====== DATA
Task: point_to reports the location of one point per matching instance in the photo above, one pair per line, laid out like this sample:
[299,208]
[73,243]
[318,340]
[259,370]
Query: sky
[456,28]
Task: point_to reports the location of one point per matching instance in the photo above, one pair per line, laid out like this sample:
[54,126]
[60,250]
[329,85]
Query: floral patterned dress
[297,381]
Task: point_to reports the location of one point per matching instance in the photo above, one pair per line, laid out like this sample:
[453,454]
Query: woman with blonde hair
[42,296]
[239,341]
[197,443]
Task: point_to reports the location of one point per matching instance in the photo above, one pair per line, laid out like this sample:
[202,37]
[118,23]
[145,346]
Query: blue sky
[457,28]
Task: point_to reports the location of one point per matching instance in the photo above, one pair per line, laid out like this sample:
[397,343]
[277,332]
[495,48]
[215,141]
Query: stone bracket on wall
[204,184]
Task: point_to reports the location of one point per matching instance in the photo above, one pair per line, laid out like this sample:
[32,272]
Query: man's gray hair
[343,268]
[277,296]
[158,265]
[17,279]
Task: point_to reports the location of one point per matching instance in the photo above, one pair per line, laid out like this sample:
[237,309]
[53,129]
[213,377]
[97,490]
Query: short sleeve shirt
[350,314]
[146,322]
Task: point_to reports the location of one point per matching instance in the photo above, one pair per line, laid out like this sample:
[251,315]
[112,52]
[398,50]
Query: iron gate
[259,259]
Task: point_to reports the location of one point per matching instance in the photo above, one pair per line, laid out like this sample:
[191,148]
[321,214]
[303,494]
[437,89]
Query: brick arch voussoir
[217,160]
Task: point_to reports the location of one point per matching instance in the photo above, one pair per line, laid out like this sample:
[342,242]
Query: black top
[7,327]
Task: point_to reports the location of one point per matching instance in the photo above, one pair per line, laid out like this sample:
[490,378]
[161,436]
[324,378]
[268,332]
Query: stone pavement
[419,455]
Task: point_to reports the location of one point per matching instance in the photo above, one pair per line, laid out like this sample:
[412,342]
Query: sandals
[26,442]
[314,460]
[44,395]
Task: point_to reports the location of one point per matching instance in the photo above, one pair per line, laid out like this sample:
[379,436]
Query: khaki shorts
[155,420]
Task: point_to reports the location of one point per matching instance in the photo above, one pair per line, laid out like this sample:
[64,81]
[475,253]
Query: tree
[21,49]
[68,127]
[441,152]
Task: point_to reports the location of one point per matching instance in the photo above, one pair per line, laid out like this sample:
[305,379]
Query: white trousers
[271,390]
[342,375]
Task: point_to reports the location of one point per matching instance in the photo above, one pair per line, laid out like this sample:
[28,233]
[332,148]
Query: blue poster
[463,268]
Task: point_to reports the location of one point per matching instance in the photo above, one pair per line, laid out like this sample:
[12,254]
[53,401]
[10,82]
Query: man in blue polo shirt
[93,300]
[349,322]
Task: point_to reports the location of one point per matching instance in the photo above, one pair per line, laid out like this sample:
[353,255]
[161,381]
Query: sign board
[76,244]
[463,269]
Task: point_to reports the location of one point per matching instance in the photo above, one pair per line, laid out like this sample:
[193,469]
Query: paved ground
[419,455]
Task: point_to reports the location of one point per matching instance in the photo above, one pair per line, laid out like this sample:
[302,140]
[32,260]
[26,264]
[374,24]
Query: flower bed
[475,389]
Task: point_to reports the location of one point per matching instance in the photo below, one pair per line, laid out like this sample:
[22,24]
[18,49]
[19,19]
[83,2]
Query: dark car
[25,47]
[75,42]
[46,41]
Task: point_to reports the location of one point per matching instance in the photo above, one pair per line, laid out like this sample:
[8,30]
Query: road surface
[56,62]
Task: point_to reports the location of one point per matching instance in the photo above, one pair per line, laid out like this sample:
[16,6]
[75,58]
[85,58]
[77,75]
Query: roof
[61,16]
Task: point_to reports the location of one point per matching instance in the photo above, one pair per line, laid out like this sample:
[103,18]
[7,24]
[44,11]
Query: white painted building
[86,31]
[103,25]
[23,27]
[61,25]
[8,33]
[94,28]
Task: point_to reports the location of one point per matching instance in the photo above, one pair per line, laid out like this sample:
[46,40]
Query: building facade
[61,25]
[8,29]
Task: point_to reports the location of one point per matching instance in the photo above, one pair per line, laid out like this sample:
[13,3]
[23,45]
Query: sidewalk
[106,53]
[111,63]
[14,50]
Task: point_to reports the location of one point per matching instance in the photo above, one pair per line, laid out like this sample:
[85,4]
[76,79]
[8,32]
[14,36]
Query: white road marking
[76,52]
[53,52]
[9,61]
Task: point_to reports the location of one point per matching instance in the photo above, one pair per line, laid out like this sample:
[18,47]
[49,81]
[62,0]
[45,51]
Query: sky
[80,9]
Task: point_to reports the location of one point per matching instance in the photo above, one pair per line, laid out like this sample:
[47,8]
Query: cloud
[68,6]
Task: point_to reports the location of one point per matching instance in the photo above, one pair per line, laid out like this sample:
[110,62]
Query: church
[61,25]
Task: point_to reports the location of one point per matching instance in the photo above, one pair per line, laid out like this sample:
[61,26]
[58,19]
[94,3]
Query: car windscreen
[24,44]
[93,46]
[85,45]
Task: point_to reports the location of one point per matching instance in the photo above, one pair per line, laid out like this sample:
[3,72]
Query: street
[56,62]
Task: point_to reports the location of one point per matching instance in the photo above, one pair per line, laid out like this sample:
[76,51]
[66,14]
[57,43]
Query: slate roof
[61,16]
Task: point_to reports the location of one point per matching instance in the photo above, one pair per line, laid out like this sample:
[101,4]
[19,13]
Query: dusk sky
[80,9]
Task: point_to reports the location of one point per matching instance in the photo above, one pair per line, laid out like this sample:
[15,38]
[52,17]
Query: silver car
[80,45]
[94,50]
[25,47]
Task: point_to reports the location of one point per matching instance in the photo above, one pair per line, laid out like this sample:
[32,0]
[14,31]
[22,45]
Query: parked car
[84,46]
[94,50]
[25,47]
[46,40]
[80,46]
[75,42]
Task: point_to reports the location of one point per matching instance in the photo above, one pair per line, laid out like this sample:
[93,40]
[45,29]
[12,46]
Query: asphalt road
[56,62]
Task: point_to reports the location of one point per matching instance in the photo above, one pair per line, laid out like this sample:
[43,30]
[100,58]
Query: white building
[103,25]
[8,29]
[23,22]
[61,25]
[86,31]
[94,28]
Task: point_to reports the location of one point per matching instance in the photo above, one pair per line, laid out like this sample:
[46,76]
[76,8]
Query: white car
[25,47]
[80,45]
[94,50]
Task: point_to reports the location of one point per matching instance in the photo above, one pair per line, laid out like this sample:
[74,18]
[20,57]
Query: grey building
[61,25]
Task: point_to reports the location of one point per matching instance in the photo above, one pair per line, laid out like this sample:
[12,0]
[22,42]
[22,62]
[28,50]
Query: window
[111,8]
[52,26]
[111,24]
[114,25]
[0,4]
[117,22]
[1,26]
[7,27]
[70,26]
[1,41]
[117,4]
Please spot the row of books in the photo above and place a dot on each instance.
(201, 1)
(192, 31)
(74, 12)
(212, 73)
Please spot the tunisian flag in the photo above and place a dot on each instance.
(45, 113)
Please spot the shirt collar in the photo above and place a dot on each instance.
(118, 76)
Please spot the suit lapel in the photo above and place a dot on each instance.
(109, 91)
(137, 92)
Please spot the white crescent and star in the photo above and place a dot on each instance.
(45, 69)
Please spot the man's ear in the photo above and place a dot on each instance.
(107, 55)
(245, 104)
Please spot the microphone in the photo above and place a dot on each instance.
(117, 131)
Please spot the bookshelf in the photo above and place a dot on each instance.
============
→ **TASK OBJECTIVE**
All entries above need to be copied verbatim.

→ **WRITTEN RESPONSE**
Task: point_to reports the location of one point per matching instance in the photo above, one pair per line, laid out like this sample:
[299,208]
[73,243]
[318,340]
[259,370]
Query: sky
[456,28]
Task: point_to reports the location of one point per matching instance in the photo above, one pair per line, laid out like this sample:
[54,126]
[60,250]
[329,85]
Query: floral patterned dress
[297,381]
Task: point_to reports the location of one point per matching instance in the photo above, one pair per line, laid out like this sample:
[453,454]
Query: woman with blonde hair
[42,296]
[239,341]
[197,443]
Task: point_to reports the location of one point per matching instance in the photo above, one pair per line, laid out like this sample:
[202,37]
[118,23]
[145,346]
Query: blue sky
[457,28]
Task: point_to reports the location of one point per matching instance in the photo above, one pair per line, laid out like this sample:
[397,343]
[277,332]
[495,48]
[215,141]
Query: stone bracket on wall
[204,184]
Task: point_to reports the location of one point per matching instance in the photo above, one pair per line, laid out like this sample:
[32,272]
Query: man's gray hair
[343,268]
[277,296]
[158,265]
[17,279]
Task: point_to reports the location of one point per matching instance in the photo above, one pair per line, laid out like this sample:
[237,309]
[53,129]
[213,377]
[97,490]
Query: short sleeve shirt
[350,314]
[146,322]
Task: point_to reports the location of one point per matching instance in the photo above, one pair per line, laid out like this sample:
[251,315]
[112,52]
[398,50]
Query: iron gate
[259,259]
Task: point_to reports the location of one point per matching instance in the photo above, one pair per line, laid out like this sample:
[191,148]
[321,214]
[303,494]
[437,89]
Query: brick arch voussoir
[217,160]
Task: point_to reports the location of one point per matching instance in the photo above, one pair per line, laid out like this sample:
[342,242]
Query: black top
[7,327]
Task: point_to reports the location of one point per matching instance in the photo above, one pair per line, laid out like this sample:
[490,378]
[161,436]
[324,378]
[268,332]
Query: stone pavement
[419,455]
Task: point_to reports the location of one point per matching instance in the photo above, one pair per line, laid out like this sample:
[412,342]
Query: sandals
[26,442]
[314,460]
[44,395]
Task: point_to reports the location of one point per matching instance in the photo above, one pair per line, laid out like this sample:
[379,436]
Query: khaki shorts
[155,420]
Task: point_to reports the location of one point per matching instance in the photo above, one pair per line, laid out like this sample:
[64,81]
[475,253]
Query: tree
[21,49]
[68,127]
[441,152]
Task: point_to reports the location of one point per matching instance in the photo above, one pair per line, laid out like this sample:
[305,379]
Query: white trousers
[271,390]
[342,375]
Task: point_to reports the location of one point per matching instance in the photo above, one pair per line, laid out like this sample:
[28,233]
[332,148]
Query: blue poster
[463,268]
Task: point_to reports the location of one point per matching instance in the photo above, one pair per line, laid out like this sample:
[12,254]
[53,401]
[10,82]
Query: man in blue polo shirt
[93,300]
[349,322]
Task: point_to reports the location of one point per matching instance in the photo above, one pair per line, laid out like this sample:
[353,255]
[161,381]
Query: sign board
[76,244]
[463,269]
Task: point_to reports the location of one point per matching instance in the photo above, one pair per line, laid out like this sample:
[193,469]
Query: paved ground
[419,455]
Task: point_to reports the location of one point per matching instance in the photo above, one pair per line, laid out like this sample:
[302,140]
[32,260]
[26,264]
[374,24]
Query: flower bed
[475,389]
Task: point_to reports the location of one point per matching instance in the photo below, one pair per line, laid out like this sample:
[22,24]
[18,49]
[19,19]
[83,2]
Query: dark car
[25,47]
[75,42]
[46,41]
Task: point_to reports the location of one point per matching instance in the photo above, one pair per line, laid out like this sample:
[8,30]
Query: road surface
[56,62]
Task: point_to reports the location of one point per matching instance in the photo above, one pair per line, laid out like this sample:
[16,6]
[75,58]
[85,58]
[77,75]
Query: roof
[61,16]
Task: point_to reports the location of one point per matching instance in the photo above, one pair per line, laid out like this sample:
[103,18]
[7,24]
[44,11]
Query: white painted building
[86,31]
[103,25]
[23,27]
[61,25]
[8,33]
[94,28]
Task: point_to reports the location of one point per matching instance in the photo above, one pair per line, laid out like this sample:
[46,40]
Query: building facade
[61,25]
[8,29]
Task: point_to reports the location of one point per matching instance in the photo above, one pair per line, laid out like this sample:
[13,3]
[23,45]
Query: sidewalk
[106,53]
[111,63]
[14,50]
Task: point_to reports the location of one point per matching instance in the photo above, one pair per line, laid out like this sample:
[85,4]
[76,79]
[8,32]
[14,36]
Query: white road marking
[76,52]
[53,52]
[9,61]
Task: point_to reports the location of one point per matching instance in the photo above, one pair per line, laid out like this sample:
[18,47]
[49,81]
[62,0]
[45,51]
Query: sky
[80,9]
Task: point_to reports the location of one point per matching instance in the photo above, one pair per line, laid out like this sample:
[47,8]
Query: cloud
[68,6]
Task: point_to reports the location of one point per matching instance in the photo above, one pair per line, laid out like this sample:
[110,62]
Query: church
[61,25]
Task: point_to reports the location of one point per matching instance in the photo above, one pair per line, laid out like this sample:
[61,26]
[58,19]
[94,3]
Query: car windscreen
[24,44]
[93,46]
[85,45]
Task: point_to reports the location of one point per matching instance in the photo above, one pair per line, laid out like this sample:
[3,72]
Query: street
[56,62]
Task: point_to reports the location of one point per matching instance in the photo above, one pair per line, laid out like this sample:
[76,51]
[66,14]
[57,43]
Query: slate roof
[61,16]
Task: point_to reports the location of one point per matching instance in the photo above, one pair per line, laid out like this sample:
[101,4]
[19,13]
Query: dusk sky
[80,9]
Task: point_to reports the location of one point per matching instance in the photo above, one pair per line, laid out like this sample:
[15,38]
[52,17]
Query: silver car
[80,45]
[94,50]
[25,47]
Task: point_to reports the location of one point per matching instance in the photo above, one pair per line, laid out like this sample:
[32,0]
[14,31]
[22,45]
Query: parked car
[84,46]
[94,50]
[25,47]
[46,40]
[80,46]
[75,42]
Task: point_to reports the location of one point per matching instance in the photo above, one pair per line, laid out like this sample:
[93,40]
[45,29]
[12,46]
Query: asphalt road
[56,62]
Task: point_to reports the location of one point per matching instance in the photo above, one pair per line, laid out like this sample:
[43,30]
[100,58]
Query: white building
[103,25]
[8,29]
[23,22]
[61,25]
[86,31]
[94,28]
Task: point_to reports the location of one point per matching instance in the photo above, one pair per line, laid out like this sample:
[46,76]
[76,8]
Query: white car
[25,47]
[80,45]
[94,50]
Task: point_to reports the location of one point per matching instance in the photo above, one pair per line, laid out like this sample:
[74,18]
[20,57]
Query: grey building
[61,25]
Task: point_to reports the location of one point per matching instance in the photo above, one pair per line, laid out like this sample:
[12,0]
[22,42]
[22,62]
[28,50]
Query: window
[111,8]
[52,26]
[111,24]
[114,25]
[0,4]
[117,22]
[1,26]
[7,27]
[70,26]
[1,41]
[117,4]
Please spot the row of books in the photo above and place a dot on each instance.
(201, 1)
(192, 31)
(74, 12)
(212, 73)
Please spot the tunisian flag in the photo above and place a dot on each instance.
(45, 113)
Please spot the shirt collar in the photo above and place a dot on each instance.
(118, 76)
Please spot the suit lapel in the photo above and place a dot on each instance.
(109, 91)
(137, 92)
Please spot the white crescent and star in the photo above and place a dot on each instance.
(45, 69)
Please spot the man's ear in the photo above and place a dot on each instance.
(107, 55)
(245, 104)
Please spot the microphone in the photo above and place a dot on each instance.
(117, 131)
Please spot the bookshelf in the photo above and place a dot on each instance.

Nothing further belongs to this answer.